**WHAT YOU ARE ASKED TO DO**
Type out all the records once more, exactly.

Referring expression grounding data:
▬▬▬▬▬▬▬▬▬▬

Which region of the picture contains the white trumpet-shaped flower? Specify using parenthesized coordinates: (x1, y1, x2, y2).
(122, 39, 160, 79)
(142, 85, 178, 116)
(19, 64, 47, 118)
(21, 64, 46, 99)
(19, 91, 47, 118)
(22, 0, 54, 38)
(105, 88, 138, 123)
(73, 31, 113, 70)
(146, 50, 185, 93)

▬▬▬▬▬▬▬▬▬▬

**SOLUTION TO THE PROBLEM**
Which region of the picture contains the white trumpet-shaped flower? Specify using parenthesized coordinates: (x1, y1, x2, y2).
(122, 39, 160, 79)
(142, 85, 178, 116)
(19, 64, 47, 118)
(21, 64, 46, 99)
(19, 91, 47, 118)
(22, 0, 54, 38)
(105, 88, 138, 123)
(73, 31, 113, 70)
(146, 50, 185, 93)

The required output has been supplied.